_Data to process_.

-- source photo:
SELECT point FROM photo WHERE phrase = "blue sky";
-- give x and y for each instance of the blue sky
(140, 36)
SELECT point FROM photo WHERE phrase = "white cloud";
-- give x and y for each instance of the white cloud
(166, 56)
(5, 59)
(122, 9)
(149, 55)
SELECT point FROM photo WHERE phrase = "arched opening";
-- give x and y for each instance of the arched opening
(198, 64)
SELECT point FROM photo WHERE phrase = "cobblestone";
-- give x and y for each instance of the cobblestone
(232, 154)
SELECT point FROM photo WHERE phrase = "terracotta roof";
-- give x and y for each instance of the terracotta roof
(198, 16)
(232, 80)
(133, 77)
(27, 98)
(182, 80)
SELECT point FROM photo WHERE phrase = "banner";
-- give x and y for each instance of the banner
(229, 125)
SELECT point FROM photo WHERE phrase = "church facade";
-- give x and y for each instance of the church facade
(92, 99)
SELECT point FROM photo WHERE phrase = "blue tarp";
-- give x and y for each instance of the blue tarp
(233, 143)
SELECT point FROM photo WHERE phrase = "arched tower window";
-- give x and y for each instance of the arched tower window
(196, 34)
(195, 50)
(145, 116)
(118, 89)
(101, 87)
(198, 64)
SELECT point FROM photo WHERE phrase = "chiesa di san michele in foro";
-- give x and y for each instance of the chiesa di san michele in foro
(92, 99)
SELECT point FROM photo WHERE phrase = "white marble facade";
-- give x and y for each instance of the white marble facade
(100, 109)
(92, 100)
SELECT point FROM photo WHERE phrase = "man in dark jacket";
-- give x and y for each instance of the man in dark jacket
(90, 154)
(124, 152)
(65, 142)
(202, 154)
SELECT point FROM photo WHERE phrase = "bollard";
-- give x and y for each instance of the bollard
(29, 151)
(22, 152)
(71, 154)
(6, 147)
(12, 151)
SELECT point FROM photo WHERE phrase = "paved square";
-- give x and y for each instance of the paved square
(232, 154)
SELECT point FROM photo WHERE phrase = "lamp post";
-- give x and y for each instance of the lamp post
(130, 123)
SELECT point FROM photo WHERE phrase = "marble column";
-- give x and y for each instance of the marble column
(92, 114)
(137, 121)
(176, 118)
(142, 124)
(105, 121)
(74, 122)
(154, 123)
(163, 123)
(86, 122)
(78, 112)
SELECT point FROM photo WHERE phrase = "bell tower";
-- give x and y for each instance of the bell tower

_What to produce_.
Each entry above needs to be retyped exactly.

_Exercise solution_.
-- source photo:
SELECT point FROM photo WHERE phrase = "blue sky";
-- give x and y for each instance of the blue sky
(140, 36)
SELECT point FROM photo WHERE phrase = "white cloud";
-- give x and y for each instance of the white cloud
(166, 56)
(5, 59)
(122, 9)
(149, 55)
SELECT point FROM photo WHERE phrase = "arched opening";
-- give x and y for each instance of the arched opening
(198, 64)
SELECT point FROM photo WHERE phrase = "cobblestone";
-- give x and y for each instance of the cobblestone
(232, 154)
SELECT point FROM photo WHERE phrase = "terracotta roof";
-- give x and y for each instance of the terracotta roof
(198, 16)
(232, 80)
(133, 77)
(27, 98)
(182, 80)
SELECT point FROM photo WHERE phrase = "banner";
-- give x and y for each instance of the banner
(229, 125)
SELECT point FROM photo WHERE phrase = "church facade";
-- give x and y for each instance of the church facade
(92, 99)
SELECT point FROM photo WHERE phrase = "blue tarp";
-- give x and y for each instance of the blue tarp
(233, 143)
SELECT point FROM photo WHERE phrase = "arched tower window";
-- give x and y for each instance of the arched tower window
(196, 34)
(195, 50)
(145, 116)
(118, 89)
(101, 87)
(198, 64)
SELECT point FROM photo WHERE phrase = "chiesa di san michele in foro";
-- give x and y for each instance of the chiesa di san michele in foro
(92, 99)
SELECT point FROM photo WHERE phrase = "white marble facade";
-- give x and y for each instance of the white marble facade
(100, 109)
(92, 100)
SELECT point FROM photo WHERE phrase = "man in dark jacket";
-- give x and y for each instance of the man in dark jacket
(90, 154)
(124, 152)
(65, 142)
(202, 154)
SELECT point FROM photo WHERE phrase = "bollard";
-- give x and y for each instance of the bollard
(29, 151)
(22, 152)
(71, 154)
(6, 147)
(12, 151)
SELECT point FROM photo WHERE phrase = "paved square";
-- give x and y for each instance of the paved square
(232, 154)
SELECT point FROM photo WHERE phrase = "lamp post";
-- give x and y for each instance of the lamp post
(130, 123)
SELECT point FROM photo WHERE phrase = "marble column";
-- give x and y for each instance of the marble column
(92, 114)
(137, 121)
(176, 118)
(142, 124)
(105, 121)
(74, 122)
(154, 123)
(163, 123)
(86, 122)
(78, 112)
SELECT point FROM photo WHERE phrase = "bell tower";
-- give x and y for each instance of the bell tower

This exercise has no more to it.